§ Work to be completed: Copy everything from the line containing "Crop-scouting request: mark the ferry" down to the end of the records, that line and the requests included. Multiply each coordinate in the answers by 1.75 and round it to a whole number, rounding halves up.

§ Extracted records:
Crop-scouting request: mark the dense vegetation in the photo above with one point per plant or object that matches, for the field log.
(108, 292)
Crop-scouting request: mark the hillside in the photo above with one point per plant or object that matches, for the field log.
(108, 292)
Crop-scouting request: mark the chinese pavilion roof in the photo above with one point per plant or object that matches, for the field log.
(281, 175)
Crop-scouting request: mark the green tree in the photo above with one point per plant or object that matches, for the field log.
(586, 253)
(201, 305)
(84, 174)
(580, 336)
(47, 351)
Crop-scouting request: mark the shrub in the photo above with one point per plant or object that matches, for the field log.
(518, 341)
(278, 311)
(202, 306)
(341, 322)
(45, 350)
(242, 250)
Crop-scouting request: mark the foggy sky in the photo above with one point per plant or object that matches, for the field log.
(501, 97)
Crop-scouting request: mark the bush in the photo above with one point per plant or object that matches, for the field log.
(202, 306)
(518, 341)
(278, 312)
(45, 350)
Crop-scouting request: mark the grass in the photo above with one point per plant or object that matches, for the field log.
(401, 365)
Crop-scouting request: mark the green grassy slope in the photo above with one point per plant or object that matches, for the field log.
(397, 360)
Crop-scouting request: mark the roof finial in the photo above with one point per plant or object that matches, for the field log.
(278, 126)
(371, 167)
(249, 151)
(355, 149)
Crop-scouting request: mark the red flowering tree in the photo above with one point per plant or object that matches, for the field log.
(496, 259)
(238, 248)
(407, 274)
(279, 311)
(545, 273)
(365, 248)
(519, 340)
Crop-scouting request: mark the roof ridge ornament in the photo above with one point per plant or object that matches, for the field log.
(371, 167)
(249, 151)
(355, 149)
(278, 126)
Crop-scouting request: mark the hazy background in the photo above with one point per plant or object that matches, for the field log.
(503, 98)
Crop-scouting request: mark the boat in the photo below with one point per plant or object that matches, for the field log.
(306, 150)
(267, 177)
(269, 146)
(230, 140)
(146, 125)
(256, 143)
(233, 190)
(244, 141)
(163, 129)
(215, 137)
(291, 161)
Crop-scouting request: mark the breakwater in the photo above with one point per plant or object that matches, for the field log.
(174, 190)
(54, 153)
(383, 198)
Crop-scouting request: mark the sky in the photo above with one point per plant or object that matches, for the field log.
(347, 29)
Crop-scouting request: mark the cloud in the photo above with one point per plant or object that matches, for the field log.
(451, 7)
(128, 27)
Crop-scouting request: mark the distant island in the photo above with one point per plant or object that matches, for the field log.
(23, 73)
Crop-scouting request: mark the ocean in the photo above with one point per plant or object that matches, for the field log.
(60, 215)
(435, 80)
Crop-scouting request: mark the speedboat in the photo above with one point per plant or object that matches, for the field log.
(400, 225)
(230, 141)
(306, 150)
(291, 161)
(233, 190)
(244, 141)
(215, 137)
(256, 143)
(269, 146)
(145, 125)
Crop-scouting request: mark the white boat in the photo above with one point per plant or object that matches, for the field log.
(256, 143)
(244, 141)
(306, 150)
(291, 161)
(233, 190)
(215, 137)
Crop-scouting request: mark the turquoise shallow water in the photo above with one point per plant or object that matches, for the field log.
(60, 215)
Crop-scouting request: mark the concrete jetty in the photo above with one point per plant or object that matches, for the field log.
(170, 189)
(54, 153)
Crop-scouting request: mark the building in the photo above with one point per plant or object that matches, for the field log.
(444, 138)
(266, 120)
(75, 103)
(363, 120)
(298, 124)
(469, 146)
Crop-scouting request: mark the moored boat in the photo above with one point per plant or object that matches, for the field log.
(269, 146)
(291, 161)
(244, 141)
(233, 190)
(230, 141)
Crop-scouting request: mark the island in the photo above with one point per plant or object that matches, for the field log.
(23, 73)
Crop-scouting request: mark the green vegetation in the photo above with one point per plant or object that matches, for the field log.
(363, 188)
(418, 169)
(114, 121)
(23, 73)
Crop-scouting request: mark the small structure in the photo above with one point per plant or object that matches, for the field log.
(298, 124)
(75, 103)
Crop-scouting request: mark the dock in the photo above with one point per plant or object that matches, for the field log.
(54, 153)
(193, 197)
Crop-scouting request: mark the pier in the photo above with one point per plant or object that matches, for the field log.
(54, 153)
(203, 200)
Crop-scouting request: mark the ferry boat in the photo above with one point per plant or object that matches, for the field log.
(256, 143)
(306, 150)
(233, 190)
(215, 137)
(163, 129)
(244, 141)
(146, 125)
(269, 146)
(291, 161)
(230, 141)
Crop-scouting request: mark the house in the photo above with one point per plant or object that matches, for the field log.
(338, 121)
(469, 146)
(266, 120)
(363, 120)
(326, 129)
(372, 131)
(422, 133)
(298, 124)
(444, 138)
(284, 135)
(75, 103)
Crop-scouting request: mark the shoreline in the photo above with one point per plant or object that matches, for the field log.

§ Solution to this problem:
Crop-scouting request: mark the ferry boat in the photo above with one point per plant or object that matches, for the field log.
(448, 250)
(536, 263)
(408, 333)
(376, 240)
(285, 226)
(427, 247)
(256, 219)
(471, 256)
(509, 282)
(403, 247)
Crop-scouting request: mark the house in the photo above with one point per plant or object that matches, for the field log.
(592, 212)
(821, 256)
(466, 210)
(635, 210)
(571, 226)
(651, 229)
(739, 233)
(522, 217)
(777, 242)
(497, 236)
(131, 180)
Crop-scouting request: mark the shoreline in the photo above with one point per plant or object that matches, for the field log.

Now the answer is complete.